• [EXERCISE DETAILS]: Give again, exactly as written, each line of the material below starting at the line that contains "box: [101, 0, 104, 26]" and ending at the line that contains "negative clicks: (80, 73)". Both ends count, and no other line does.

• [EXERCISE MATERIAL]:
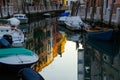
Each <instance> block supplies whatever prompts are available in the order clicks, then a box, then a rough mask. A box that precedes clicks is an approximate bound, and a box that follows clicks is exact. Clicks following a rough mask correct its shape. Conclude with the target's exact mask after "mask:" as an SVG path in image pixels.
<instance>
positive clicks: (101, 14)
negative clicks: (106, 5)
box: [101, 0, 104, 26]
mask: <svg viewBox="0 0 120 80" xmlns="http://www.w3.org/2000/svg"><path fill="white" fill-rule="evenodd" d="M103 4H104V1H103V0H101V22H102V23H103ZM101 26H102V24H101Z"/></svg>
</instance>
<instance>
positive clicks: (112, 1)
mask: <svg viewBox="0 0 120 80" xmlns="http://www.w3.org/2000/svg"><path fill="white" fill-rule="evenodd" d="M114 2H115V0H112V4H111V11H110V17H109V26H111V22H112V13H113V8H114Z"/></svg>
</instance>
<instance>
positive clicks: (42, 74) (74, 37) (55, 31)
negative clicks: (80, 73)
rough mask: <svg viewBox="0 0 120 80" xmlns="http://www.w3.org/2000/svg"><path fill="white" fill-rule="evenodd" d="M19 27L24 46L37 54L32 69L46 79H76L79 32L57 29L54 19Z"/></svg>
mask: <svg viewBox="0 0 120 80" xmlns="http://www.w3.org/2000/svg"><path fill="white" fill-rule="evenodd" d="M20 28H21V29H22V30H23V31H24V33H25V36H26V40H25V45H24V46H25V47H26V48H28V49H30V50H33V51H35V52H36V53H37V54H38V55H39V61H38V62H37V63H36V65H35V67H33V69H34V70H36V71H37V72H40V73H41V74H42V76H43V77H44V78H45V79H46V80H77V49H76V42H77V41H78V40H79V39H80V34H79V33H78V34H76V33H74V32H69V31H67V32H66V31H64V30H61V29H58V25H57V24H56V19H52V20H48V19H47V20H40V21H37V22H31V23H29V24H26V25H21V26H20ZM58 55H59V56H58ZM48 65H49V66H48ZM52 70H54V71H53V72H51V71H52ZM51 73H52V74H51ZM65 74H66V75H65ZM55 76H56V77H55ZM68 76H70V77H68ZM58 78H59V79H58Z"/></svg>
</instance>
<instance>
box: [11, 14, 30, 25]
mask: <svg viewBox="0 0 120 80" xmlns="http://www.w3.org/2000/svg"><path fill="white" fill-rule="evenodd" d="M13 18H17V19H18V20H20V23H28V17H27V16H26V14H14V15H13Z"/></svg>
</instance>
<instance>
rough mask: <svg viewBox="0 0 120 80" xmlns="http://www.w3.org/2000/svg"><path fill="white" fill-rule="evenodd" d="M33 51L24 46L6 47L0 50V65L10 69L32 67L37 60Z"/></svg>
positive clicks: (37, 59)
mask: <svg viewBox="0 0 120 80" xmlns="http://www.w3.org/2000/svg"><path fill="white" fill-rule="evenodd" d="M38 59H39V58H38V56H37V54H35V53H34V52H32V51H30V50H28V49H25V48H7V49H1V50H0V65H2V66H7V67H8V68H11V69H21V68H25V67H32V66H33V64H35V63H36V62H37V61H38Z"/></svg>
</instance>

• [YOUR SOLUTION]:
box: [101, 0, 104, 26]
mask: <svg viewBox="0 0 120 80" xmlns="http://www.w3.org/2000/svg"><path fill="white" fill-rule="evenodd" d="M103 4H104V1H103V0H101V22H102V23H103ZM101 26H102V24H101Z"/></svg>
</instance>
<instance>
positive clicks: (112, 1)
mask: <svg viewBox="0 0 120 80" xmlns="http://www.w3.org/2000/svg"><path fill="white" fill-rule="evenodd" d="M114 2H115V0H112V4H111V11H110V17H109V26H111V22H112V13H113V8H114Z"/></svg>
</instance>
<instance>
positive clicks: (42, 74) (74, 37) (55, 31)
negative clicks: (80, 73)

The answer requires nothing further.